# Page text
Wednesday, October 17, 2012
Social Security Benefits To Rise In January
The government says that because of inflation, Social Security checks will go up about 1.7%. The average Social Security check is about $1,237 a month. That means there will be a rise in a monthly payment of about $21 for someone receiving ab average payment (or about $252 for a year). A person getting $1000 a month would see an additional $17 a month (or about $204 a year).
Unfortunately, a part of that tiny rise in Social Security income will probably have to be given back to the government in the form of a higher Medicare payment. The Medicare premiums have not yet been announced for 2013, but it is believed that it will rise about $7 a month. If that turns out to be factual, the average Social Security recepient would see only a $14 rise in monthly income, while someone getting $1,000 a month would only see a rise of about $10 a month.
NOTE -- In their continuing effort to privatize Social Security (or at least cut the benefits), the Republicans are still trying to use the deficit as a reason why this must happen. That has always been a lie, and remains so. Not a penny of Social Security benefits comes from the general government revenues, which means Social Security has not contributed at all to the growing deficit. I included the above chart (which shows where Social Security funds actually come from) to remind readers of this fact.
Not only does Social Security not contribute to the growing deficit, but it is not in nearly as much trouble as Republicans would have us believe. The fund can continue making full benefit payments for at least another 20 years -- and simply raising or removing the cap on FICA taxes (which would not affect middle class workers at all) would fully fund benefits for many more decades.
Social Security works. Don't let the Republicans screw it up.

# Brief A
According to the post on Social Security benefits, why has Social Security not contributed to the growing deficit?
# Brief B
Transcribe the post on Social Security benefits from "Wednesday, October 17, 2012" up to and including "about $204 a year).".
# Brief C
In the post on Social Security benefits, for how many more years can the fund continue making full benefit payments?

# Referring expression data
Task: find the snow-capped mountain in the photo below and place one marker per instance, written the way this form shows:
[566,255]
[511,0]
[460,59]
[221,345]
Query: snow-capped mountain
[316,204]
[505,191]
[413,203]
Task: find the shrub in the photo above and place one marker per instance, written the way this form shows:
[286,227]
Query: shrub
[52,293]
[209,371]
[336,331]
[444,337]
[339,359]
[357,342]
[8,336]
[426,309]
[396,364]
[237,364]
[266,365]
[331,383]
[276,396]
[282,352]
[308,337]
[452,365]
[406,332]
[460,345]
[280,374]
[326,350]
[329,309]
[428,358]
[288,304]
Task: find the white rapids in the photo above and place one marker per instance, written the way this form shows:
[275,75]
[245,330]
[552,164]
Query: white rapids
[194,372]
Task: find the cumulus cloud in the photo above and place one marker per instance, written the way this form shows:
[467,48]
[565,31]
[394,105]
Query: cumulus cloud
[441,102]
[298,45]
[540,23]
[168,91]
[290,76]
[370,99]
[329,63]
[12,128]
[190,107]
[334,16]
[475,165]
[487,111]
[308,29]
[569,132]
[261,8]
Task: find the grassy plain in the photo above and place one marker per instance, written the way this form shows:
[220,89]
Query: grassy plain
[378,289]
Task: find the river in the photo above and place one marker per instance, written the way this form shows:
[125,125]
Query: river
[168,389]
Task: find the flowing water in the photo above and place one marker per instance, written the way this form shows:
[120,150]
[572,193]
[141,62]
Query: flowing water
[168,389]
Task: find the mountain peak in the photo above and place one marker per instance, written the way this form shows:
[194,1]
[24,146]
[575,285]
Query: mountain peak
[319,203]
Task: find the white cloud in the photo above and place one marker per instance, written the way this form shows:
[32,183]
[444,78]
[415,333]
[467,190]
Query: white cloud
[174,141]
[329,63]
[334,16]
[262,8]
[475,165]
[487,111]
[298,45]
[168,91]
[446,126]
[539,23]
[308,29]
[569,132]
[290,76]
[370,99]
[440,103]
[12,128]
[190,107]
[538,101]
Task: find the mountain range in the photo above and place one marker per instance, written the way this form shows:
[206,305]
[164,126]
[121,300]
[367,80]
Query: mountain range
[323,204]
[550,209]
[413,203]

# Problem solution A
Not a penny of Social Security benefits comes from general government revenues. For that reason, Social Security has not contributed at all to the growing deficit.

# Problem solution B
Wednesday, October 17, 2012
Social Security Benefits To Rise In January
The government says that because of inflation, Social Security checks will go up about 1.7%. The average Social Security check is about $1,237 a month. That means there will be a rise in a monthly payment of about $21 for someone receiving ab average payment (or about $252 for a year). A person getting $1000 a month would see an additional $17 a month (or about $204 a year).

# Problem solution C
At least another 20 years.